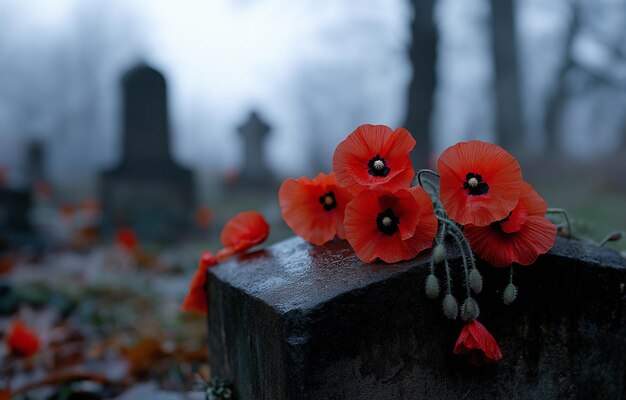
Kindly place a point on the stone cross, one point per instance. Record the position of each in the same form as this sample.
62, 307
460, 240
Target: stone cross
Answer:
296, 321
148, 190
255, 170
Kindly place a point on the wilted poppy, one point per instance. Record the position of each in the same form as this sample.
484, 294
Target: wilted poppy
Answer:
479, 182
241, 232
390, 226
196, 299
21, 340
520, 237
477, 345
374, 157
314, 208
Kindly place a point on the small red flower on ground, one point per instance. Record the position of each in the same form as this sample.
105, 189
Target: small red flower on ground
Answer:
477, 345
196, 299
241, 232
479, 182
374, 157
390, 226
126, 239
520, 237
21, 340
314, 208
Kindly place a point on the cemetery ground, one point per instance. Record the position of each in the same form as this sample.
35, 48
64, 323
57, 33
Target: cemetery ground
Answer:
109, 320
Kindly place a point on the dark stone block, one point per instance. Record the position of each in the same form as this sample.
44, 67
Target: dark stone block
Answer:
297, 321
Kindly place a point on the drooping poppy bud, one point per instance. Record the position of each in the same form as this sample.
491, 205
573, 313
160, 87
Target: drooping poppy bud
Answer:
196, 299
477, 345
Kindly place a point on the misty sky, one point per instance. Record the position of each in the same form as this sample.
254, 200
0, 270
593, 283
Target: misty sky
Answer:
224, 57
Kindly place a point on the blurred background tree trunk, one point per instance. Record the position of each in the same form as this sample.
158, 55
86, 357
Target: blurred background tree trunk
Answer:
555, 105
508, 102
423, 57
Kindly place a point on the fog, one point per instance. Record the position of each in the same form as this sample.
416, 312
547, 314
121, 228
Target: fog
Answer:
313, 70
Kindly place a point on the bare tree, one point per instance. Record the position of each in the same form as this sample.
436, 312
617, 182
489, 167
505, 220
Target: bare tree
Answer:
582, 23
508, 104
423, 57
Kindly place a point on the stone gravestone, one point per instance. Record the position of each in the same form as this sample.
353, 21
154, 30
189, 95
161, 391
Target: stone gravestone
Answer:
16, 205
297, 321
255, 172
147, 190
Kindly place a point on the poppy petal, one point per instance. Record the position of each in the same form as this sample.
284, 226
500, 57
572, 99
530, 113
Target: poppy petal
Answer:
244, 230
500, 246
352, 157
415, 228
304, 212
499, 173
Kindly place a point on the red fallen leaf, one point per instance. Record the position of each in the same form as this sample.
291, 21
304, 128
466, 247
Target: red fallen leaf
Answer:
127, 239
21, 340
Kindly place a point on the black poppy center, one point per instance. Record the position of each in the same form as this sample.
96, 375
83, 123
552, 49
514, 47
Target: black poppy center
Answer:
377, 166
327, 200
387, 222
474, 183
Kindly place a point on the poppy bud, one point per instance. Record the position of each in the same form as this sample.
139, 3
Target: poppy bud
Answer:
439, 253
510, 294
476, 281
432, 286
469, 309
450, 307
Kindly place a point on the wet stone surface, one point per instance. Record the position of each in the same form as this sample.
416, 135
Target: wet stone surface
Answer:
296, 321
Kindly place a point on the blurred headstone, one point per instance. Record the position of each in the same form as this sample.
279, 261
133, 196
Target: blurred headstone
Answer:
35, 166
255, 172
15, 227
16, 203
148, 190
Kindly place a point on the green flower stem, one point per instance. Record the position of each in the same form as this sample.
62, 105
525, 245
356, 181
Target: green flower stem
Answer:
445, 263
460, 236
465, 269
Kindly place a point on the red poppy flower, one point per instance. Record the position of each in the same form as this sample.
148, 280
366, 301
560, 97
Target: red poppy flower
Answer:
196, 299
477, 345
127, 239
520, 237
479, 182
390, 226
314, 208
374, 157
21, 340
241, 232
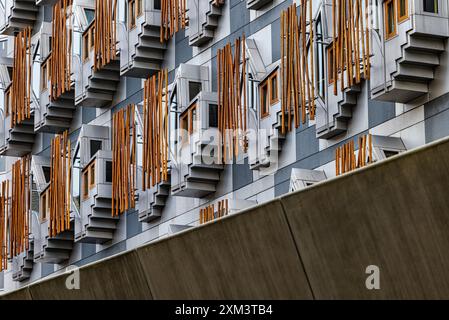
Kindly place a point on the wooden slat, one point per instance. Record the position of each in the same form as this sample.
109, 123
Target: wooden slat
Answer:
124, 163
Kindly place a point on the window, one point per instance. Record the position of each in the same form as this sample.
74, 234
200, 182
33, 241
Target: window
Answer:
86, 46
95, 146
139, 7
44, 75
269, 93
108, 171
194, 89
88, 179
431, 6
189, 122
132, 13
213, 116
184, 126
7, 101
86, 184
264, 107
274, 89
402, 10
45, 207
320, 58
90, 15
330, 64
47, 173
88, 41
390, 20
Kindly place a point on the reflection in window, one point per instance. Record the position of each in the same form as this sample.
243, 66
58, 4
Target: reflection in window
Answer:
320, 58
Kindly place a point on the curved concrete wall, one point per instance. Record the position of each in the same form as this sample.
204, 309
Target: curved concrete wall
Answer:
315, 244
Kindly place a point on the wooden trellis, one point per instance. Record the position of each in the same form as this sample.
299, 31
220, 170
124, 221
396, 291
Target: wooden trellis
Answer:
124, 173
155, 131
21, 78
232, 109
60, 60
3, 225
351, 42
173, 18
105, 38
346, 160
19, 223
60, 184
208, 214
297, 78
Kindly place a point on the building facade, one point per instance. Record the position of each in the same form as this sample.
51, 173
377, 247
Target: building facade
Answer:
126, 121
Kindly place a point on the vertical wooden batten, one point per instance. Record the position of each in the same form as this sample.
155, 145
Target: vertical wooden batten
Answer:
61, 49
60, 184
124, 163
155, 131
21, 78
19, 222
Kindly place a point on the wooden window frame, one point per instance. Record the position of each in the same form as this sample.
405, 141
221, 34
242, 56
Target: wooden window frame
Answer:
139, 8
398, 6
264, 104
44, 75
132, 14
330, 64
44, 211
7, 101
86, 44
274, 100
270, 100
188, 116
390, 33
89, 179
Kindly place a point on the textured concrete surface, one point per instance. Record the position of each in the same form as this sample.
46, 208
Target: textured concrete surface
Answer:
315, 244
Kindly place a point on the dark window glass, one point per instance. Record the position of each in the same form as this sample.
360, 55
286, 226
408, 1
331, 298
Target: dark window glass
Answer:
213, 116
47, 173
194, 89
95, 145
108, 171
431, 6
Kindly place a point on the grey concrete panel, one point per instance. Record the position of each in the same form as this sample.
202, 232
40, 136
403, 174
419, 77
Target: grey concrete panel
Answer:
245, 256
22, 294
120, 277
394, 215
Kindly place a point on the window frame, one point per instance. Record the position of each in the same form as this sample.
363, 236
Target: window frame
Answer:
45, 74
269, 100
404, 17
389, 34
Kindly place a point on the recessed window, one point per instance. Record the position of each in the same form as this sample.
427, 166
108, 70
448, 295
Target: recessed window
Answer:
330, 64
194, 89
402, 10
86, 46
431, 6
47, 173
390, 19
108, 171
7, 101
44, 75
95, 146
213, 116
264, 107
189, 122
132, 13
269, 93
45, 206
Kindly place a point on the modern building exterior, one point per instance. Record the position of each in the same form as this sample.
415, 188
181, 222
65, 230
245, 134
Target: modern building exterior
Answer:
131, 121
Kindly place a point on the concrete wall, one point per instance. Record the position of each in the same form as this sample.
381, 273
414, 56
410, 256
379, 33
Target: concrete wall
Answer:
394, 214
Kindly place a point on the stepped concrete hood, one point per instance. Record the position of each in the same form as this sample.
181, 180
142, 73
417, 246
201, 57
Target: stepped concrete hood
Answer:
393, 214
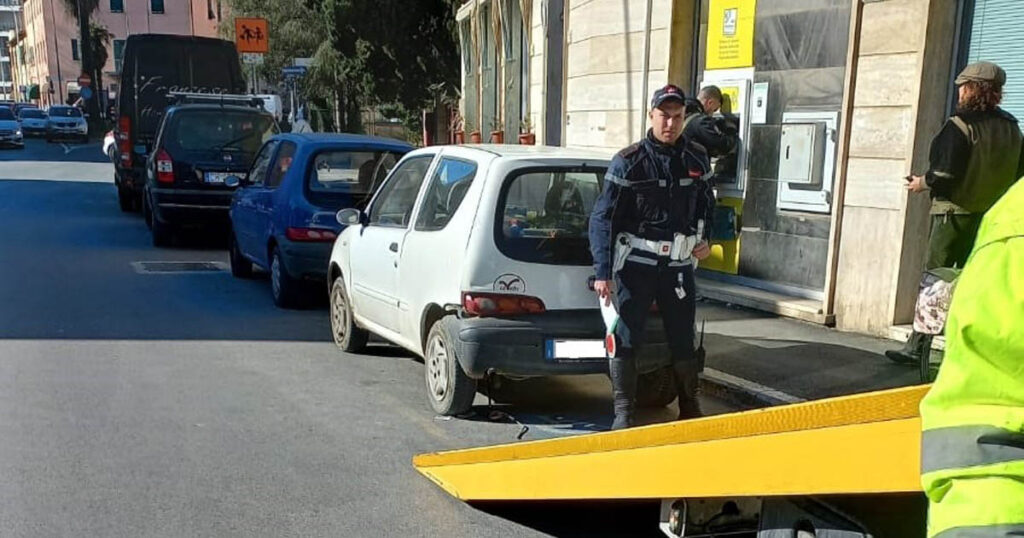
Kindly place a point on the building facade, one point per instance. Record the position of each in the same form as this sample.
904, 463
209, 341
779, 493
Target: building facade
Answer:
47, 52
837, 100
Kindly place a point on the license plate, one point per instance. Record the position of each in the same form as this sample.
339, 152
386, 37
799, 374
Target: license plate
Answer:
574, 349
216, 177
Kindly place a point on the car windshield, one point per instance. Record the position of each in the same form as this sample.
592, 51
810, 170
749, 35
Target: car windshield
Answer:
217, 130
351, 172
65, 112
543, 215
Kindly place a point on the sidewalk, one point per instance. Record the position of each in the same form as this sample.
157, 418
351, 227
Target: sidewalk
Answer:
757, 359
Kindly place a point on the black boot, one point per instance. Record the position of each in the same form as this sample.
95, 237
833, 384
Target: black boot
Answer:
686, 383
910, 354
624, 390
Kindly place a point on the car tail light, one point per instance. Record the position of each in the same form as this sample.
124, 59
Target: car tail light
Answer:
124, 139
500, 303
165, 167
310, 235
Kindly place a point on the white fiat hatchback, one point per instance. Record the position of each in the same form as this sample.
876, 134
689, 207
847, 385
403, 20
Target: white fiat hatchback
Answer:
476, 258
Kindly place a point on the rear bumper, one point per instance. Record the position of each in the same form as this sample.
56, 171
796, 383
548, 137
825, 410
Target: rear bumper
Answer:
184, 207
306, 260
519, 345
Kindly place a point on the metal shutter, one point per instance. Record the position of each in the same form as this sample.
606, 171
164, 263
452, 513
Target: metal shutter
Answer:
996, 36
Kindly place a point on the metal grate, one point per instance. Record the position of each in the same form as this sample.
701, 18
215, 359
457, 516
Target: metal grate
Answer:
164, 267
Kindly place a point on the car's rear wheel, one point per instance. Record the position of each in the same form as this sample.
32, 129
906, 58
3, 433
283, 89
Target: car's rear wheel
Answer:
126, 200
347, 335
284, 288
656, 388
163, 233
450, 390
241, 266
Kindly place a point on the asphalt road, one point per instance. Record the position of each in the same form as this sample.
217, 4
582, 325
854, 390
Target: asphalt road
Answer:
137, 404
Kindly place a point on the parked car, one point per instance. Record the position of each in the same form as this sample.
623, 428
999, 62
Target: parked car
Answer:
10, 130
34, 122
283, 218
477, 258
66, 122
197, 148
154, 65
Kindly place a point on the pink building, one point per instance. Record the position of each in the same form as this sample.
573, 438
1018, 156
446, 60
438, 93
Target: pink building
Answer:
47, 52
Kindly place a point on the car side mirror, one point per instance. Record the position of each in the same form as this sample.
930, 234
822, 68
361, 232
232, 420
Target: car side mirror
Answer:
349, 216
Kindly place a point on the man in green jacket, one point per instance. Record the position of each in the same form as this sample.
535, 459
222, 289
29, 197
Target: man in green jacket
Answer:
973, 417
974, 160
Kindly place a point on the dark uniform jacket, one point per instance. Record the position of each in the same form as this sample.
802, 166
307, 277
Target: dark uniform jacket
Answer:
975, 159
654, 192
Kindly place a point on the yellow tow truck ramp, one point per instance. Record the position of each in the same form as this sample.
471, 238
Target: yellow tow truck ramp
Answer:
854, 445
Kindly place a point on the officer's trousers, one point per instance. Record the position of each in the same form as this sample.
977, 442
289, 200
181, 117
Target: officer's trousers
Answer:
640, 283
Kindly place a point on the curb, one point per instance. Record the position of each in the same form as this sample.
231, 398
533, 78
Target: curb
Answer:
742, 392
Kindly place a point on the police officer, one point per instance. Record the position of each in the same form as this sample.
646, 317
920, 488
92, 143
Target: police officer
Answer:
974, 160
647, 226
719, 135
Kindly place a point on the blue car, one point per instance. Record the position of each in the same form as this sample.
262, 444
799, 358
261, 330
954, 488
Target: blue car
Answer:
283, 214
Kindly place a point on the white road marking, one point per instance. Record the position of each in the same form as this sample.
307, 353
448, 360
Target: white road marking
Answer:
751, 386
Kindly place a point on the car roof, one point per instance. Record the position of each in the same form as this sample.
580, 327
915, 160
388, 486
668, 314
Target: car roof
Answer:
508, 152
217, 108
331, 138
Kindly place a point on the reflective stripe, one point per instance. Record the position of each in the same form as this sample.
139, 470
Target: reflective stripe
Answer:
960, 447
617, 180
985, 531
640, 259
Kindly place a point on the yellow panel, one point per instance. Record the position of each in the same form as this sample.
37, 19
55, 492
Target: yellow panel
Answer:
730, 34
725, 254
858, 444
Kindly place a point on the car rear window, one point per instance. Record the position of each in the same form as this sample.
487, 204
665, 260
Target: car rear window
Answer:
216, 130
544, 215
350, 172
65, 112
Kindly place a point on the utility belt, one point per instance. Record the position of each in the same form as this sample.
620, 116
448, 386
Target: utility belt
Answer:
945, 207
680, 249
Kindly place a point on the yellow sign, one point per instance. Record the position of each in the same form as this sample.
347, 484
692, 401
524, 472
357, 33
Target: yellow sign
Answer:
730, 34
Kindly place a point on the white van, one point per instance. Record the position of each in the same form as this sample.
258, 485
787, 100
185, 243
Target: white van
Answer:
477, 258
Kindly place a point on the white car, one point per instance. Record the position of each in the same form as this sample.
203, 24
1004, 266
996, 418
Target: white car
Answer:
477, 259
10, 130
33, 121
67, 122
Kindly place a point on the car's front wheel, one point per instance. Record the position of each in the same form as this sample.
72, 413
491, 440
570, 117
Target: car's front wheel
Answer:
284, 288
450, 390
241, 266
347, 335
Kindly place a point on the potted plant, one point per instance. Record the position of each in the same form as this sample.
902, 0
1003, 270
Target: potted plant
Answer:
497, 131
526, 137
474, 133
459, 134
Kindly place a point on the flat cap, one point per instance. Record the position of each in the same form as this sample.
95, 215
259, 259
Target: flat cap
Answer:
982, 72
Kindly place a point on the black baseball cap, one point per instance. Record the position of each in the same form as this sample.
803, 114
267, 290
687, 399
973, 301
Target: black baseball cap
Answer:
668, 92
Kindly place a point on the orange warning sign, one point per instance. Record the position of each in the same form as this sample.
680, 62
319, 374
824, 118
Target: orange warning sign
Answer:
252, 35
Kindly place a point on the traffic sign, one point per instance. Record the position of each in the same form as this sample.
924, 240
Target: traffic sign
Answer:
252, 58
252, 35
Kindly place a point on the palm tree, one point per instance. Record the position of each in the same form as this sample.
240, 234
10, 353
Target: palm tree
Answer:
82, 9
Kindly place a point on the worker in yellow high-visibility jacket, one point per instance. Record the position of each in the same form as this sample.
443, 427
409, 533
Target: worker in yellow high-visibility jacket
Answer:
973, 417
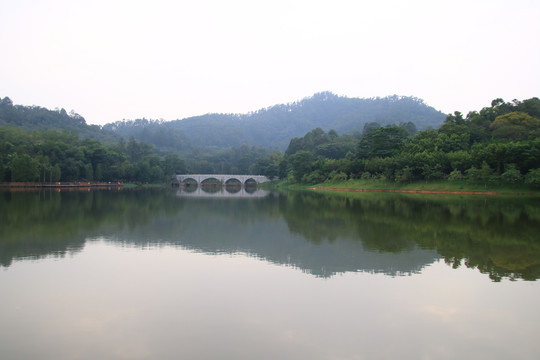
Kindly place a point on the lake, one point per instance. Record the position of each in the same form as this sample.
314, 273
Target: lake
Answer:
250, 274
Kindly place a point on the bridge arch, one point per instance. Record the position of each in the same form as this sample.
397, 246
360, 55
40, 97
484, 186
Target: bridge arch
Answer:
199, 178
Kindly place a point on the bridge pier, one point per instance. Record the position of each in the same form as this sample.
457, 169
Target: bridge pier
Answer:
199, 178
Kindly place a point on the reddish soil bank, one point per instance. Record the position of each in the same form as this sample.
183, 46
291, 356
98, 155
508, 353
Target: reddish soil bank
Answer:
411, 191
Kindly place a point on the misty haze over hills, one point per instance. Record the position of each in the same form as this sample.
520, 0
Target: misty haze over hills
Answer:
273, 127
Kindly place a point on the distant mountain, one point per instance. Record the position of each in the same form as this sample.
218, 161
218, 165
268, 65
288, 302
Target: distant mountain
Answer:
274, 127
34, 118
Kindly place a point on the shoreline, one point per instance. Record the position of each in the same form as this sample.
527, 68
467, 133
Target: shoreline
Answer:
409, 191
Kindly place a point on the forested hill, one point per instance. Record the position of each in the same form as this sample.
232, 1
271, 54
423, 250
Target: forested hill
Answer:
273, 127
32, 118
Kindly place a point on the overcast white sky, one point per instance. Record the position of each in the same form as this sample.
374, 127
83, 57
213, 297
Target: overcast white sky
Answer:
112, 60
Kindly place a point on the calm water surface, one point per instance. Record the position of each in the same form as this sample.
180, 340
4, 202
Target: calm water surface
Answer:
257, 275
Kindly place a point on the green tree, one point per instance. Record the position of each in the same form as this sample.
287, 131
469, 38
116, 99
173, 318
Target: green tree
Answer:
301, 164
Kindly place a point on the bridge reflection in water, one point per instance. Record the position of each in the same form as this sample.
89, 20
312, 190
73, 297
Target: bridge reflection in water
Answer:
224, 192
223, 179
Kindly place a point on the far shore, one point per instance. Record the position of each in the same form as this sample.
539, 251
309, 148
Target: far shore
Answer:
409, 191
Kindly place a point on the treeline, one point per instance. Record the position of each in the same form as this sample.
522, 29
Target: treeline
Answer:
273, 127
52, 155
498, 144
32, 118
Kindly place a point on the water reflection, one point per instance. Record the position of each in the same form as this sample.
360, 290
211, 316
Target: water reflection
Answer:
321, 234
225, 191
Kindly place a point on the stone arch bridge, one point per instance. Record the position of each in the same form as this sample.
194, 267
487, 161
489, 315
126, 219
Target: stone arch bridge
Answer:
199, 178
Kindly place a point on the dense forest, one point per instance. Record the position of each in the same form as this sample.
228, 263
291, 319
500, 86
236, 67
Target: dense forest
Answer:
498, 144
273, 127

• [TASK PROMPT]
Whenever "officer" occurs in a line of the entries, copy that line.

• [OUTPUT BELOW]
Kindly place a point on the officer's trousers, one point per instance. Record the position of each in the same form as this sample.
Target: officer's trousers
Kindly place a point on the police officer, one point per instance. Record the position of each in the same form as this sample.
Target: police officer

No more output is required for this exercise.